**THE EXERCISE**
Pull out every line of the material below and copy each one word for word, with no changes.
━━━ RECORD EXTRACTS
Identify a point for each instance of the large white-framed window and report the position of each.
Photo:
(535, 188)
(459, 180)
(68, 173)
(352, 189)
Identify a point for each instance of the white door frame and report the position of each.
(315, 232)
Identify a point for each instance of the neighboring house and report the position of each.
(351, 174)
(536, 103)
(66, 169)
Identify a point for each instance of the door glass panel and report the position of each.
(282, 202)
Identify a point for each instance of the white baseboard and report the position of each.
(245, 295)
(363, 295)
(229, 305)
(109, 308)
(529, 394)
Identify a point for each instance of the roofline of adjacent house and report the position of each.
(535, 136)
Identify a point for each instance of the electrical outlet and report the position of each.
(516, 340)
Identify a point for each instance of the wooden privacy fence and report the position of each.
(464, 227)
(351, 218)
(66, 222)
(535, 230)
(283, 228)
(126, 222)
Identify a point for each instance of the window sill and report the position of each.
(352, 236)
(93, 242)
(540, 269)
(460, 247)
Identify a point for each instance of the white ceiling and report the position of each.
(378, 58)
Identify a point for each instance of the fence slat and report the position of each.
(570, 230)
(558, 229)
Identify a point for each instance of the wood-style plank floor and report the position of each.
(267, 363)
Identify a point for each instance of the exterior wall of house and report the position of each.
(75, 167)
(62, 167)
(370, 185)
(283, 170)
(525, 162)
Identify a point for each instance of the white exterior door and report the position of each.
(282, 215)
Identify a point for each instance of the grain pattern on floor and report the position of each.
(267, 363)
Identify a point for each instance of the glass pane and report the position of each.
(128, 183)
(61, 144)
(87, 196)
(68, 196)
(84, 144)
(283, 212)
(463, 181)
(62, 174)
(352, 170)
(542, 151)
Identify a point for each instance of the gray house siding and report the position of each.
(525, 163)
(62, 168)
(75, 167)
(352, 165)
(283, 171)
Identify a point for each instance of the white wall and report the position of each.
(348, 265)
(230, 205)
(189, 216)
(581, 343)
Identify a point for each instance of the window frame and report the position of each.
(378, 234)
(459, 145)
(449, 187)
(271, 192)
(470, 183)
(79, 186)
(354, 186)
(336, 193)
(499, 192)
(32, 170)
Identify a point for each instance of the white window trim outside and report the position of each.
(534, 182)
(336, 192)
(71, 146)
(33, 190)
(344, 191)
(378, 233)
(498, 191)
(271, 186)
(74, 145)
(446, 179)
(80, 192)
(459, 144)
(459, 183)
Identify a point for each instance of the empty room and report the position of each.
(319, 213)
━━━━━━
**RESPONSE FOR THIS EXERCISE**
Identify a point for each instance of the large white-framed window and report the position of each.
Photo:
(535, 188)
(459, 180)
(68, 173)
(352, 189)
Identify a point for each instance of the white door frame and report the position of each.
(315, 232)
Identify a point for each instance of the neighboring house and report the position of each.
(351, 174)
(536, 103)
(66, 169)
Identify a point for each instance of the door glass panel and report the position of each.
(282, 202)
Identify a point for each instance of the white baseboard and report the position of each.
(245, 295)
(363, 295)
(229, 305)
(109, 308)
(529, 394)
Identify a point for each instance of the roofline of adjacent house and report the position of each.
(535, 136)
Identify a point for each instance of the electrical outlet and report the position of each.
(516, 340)
Identify a point for each instance of the wooden privacy fence and report the position of each.
(464, 227)
(351, 218)
(66, 222)
(535, 230)
(283, 228)
(126, 222)
Identify a point for each instance of the window sill and report the position of each.
(352, 236)
(93, 242)
(540, 269)
(460, 247)
Identify a point for each instance of the white ceiling and report the position of each.
(378, 58)
Identify a point for each instance of the fence slat and report the position of each.
(570, 230)
(558, 229)
Identify a point for each instance of the wood-style plank floor and report the position of each.
(267, 363)
Identify a point for each instance of the exterior wall of house and report the position of each.
(75, 167)
(62, 167)
(370, 185)
(283, 170)
(525, 162)
Identify a point for each instance of the white exterior door and report the position of each.
(282, 215)
Identify a point for each instance of the grain pattern on floor and report the position of each.
(267, 363)
Identify a point for each instance of the glass pane and report the position of each.
(128, 183)
(61, 144)
(87, 196)
(68, 196)
(84, 144)
(283, 212)
(463, 181)
(62, 174)
(352, 170)
(542, 151)
Identify a point for each instance of the gray house siding and report the position of each.
(525, 163)
(62, 168)
(75, 167)
(352, 165)
(283, 171)
Identify a point for each instance of the white wall and report the position of each.
(348, 265)
(230, 205)
(189, 216)
(581, 343)
Identify a point for each instance of the window frame and report the position of each.
(378, 234)
(459, 145)
(449, 187)
(271, 192)
(470, 183)
(79, 186)
(354, 186)
(336, 193)
(499, 192)
(32, 170)
Identify a point for each instance of the white window trim outside and report the position of each.
(534, 182)
(336, 192)
(71, 146)
(33, 190)
(344, 191)
(378, 233)
(498, 191)
(271, 186)
(74, 145)
(446, 179)
(80, 192)
(459, 144)
(459, 183)
Identify a point for each instance of the empty room and report the position of each.
(319, 213)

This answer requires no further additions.